**EXERCISE:** Report how many of the lines below contain the word "hand". Give only the number.
───── PROVIDED MATERIAL
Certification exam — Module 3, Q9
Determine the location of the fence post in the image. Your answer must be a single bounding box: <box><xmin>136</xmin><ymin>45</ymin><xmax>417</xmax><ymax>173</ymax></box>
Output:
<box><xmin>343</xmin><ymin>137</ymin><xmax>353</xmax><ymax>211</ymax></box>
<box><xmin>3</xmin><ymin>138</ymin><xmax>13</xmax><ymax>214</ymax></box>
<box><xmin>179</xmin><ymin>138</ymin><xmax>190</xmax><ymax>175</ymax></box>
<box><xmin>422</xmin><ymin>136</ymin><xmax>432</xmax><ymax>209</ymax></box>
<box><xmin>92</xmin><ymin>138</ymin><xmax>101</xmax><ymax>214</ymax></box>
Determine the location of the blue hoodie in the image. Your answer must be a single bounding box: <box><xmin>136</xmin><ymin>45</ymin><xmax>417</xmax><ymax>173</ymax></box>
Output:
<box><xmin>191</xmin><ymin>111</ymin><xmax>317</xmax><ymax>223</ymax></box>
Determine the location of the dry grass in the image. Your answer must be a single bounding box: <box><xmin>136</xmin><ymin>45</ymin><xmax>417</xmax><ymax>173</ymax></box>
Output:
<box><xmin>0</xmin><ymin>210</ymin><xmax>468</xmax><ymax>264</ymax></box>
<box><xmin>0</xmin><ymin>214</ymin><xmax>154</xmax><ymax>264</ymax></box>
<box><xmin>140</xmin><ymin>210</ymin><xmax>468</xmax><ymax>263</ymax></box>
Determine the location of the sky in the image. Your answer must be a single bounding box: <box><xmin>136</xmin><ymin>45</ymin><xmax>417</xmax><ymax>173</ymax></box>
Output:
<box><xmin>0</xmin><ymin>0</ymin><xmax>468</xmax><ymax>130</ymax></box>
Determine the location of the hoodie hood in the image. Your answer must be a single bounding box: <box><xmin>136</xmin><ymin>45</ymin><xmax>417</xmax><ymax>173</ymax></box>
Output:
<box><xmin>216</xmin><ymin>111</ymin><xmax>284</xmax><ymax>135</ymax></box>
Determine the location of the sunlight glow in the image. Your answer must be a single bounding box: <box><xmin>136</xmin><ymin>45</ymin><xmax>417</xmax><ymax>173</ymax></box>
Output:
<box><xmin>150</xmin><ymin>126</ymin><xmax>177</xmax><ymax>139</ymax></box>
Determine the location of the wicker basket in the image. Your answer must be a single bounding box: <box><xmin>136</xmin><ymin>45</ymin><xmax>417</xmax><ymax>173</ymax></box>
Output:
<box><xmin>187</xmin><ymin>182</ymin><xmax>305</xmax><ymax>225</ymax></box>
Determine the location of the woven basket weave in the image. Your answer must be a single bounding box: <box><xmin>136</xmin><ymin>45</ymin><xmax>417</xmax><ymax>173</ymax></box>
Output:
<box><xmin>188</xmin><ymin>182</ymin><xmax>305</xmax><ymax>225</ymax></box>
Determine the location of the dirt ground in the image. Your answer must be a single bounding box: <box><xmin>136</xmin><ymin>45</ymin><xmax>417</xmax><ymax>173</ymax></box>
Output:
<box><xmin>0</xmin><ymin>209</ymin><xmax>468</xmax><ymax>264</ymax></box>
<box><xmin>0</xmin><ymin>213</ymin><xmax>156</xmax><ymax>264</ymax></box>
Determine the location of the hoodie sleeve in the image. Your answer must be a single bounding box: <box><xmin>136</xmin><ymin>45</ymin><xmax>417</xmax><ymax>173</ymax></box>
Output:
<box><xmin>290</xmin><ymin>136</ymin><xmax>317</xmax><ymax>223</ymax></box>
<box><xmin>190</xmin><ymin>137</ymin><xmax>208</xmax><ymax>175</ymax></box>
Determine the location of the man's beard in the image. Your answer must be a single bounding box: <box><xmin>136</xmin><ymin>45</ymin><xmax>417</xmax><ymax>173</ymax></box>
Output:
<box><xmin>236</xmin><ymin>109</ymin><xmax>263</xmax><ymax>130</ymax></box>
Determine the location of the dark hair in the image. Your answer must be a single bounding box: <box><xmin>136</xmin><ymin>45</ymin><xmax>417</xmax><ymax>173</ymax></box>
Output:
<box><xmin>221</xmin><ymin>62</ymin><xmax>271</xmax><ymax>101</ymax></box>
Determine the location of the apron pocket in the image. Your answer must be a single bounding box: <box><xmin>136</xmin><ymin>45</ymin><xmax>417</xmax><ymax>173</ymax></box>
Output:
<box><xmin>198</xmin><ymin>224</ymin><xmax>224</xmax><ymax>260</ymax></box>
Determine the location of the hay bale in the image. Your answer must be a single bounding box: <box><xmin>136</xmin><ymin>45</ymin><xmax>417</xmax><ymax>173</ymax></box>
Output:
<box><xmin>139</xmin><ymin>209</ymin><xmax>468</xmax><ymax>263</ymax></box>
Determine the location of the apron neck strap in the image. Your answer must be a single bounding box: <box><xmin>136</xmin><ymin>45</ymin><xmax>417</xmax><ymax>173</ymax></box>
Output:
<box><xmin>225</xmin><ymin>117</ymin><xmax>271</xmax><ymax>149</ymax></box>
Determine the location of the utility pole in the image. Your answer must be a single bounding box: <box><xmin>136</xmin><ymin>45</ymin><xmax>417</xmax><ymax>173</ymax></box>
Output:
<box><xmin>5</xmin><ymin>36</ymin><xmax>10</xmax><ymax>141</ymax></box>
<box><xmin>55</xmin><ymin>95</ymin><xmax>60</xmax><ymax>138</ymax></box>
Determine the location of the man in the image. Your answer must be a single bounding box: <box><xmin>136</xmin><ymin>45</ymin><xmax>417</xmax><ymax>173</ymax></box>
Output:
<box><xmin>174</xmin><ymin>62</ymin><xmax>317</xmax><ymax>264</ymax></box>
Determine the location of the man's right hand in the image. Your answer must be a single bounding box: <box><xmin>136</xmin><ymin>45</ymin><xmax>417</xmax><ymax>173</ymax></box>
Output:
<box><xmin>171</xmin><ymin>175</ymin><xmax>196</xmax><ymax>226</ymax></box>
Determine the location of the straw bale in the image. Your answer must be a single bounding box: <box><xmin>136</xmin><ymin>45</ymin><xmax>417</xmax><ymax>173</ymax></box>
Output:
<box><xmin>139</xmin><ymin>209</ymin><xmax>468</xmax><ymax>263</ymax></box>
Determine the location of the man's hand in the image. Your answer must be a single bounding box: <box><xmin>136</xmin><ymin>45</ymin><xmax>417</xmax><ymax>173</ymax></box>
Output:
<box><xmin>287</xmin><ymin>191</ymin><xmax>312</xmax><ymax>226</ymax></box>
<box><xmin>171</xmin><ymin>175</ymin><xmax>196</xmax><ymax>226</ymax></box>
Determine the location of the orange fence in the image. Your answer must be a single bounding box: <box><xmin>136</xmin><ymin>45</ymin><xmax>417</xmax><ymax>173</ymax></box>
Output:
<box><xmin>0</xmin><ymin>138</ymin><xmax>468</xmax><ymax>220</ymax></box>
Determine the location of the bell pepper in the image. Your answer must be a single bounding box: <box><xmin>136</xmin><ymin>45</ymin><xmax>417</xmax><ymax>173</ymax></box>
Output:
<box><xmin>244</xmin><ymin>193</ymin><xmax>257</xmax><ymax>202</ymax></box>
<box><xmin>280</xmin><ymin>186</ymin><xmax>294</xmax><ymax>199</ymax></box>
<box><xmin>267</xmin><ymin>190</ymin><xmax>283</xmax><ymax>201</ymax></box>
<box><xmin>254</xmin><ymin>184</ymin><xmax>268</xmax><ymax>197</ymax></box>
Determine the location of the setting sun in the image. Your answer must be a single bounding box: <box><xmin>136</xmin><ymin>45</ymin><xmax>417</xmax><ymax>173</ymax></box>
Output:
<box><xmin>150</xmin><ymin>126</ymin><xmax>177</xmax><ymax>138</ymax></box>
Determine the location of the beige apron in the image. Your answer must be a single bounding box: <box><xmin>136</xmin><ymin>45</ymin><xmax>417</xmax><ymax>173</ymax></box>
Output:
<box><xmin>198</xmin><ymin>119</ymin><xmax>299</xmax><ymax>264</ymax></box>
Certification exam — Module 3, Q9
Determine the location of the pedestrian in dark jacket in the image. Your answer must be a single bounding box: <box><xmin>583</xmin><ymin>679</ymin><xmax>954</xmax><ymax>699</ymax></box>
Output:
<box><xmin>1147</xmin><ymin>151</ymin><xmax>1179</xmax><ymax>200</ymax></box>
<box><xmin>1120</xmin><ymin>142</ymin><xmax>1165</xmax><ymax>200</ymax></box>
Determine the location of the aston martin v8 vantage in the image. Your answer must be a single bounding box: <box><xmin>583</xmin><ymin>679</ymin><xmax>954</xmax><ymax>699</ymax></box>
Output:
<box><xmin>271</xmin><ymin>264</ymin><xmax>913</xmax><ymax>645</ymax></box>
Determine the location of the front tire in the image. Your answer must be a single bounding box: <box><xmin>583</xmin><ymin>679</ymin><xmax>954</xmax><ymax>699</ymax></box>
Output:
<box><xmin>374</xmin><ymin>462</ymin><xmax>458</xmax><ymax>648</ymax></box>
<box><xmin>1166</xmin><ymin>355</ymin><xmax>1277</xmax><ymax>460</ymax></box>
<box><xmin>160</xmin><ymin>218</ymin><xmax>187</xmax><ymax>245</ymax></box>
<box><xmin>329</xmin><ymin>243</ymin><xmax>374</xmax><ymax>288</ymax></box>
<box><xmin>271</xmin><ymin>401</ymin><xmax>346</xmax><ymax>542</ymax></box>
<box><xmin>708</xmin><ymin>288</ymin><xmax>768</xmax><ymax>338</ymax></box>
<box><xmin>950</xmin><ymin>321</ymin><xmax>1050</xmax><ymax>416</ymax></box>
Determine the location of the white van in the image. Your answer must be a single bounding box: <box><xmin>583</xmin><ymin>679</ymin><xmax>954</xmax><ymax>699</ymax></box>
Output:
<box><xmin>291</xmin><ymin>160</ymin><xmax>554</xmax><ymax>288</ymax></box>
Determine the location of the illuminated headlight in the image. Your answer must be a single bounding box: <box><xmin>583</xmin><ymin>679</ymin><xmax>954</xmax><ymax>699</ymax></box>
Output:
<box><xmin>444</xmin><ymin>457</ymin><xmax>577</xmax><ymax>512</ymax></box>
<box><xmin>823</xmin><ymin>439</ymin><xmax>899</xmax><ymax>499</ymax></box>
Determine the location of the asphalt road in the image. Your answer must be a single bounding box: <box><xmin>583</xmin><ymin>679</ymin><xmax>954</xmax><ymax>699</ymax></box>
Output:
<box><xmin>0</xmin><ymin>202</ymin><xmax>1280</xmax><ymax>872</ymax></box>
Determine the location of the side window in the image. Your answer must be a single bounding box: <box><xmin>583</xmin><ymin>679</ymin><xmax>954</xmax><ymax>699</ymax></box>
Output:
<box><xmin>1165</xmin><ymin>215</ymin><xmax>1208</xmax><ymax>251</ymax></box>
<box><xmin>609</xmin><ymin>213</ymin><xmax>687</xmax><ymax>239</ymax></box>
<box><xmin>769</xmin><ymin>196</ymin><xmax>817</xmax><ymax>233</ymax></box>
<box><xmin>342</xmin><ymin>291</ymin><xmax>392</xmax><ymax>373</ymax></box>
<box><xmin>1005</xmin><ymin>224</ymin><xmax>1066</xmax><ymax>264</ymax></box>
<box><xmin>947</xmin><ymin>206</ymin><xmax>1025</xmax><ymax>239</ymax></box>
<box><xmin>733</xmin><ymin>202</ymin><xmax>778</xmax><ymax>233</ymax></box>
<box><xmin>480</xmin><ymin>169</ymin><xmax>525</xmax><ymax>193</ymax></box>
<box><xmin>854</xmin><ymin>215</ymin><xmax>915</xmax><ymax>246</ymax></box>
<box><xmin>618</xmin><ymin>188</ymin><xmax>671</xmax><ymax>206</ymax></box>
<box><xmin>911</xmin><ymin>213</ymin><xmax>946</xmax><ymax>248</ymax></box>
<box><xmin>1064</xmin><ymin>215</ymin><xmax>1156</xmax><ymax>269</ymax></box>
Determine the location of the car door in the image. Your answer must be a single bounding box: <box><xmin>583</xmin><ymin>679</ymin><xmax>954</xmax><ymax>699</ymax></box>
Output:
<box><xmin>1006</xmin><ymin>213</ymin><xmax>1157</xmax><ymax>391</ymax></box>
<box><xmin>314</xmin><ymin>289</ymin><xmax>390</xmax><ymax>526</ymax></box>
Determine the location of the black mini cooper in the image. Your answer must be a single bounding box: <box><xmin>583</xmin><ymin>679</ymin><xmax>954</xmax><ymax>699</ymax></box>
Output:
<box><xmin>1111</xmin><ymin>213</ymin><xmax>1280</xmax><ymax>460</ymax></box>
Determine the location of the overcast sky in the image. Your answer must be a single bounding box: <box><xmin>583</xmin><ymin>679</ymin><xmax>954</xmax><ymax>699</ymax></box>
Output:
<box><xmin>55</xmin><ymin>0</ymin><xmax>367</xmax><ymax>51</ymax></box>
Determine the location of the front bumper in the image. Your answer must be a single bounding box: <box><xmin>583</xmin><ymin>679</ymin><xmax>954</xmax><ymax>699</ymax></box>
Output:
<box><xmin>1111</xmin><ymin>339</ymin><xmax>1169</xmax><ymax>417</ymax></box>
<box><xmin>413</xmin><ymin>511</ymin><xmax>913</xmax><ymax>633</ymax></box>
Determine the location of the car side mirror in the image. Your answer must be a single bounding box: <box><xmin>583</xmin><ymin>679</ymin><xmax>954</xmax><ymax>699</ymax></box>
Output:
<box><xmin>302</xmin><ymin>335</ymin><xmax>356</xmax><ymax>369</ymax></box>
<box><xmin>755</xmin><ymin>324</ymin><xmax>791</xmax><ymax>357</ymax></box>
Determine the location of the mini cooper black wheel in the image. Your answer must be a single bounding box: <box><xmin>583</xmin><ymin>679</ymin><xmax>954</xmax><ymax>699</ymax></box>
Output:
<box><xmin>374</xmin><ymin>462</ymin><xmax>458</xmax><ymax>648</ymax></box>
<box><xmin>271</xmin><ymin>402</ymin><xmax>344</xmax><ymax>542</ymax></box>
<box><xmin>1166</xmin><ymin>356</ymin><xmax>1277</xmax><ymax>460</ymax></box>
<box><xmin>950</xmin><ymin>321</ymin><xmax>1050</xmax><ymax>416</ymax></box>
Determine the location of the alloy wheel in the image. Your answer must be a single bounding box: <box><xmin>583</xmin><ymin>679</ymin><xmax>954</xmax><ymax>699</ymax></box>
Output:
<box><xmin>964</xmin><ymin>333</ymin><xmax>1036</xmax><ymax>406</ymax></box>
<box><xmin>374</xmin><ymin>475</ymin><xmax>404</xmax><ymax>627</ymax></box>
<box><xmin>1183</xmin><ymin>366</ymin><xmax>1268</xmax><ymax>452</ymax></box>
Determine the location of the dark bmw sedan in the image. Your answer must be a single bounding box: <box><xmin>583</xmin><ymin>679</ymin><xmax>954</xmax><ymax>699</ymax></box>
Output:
──────────
**TASK SOLUTION:** 2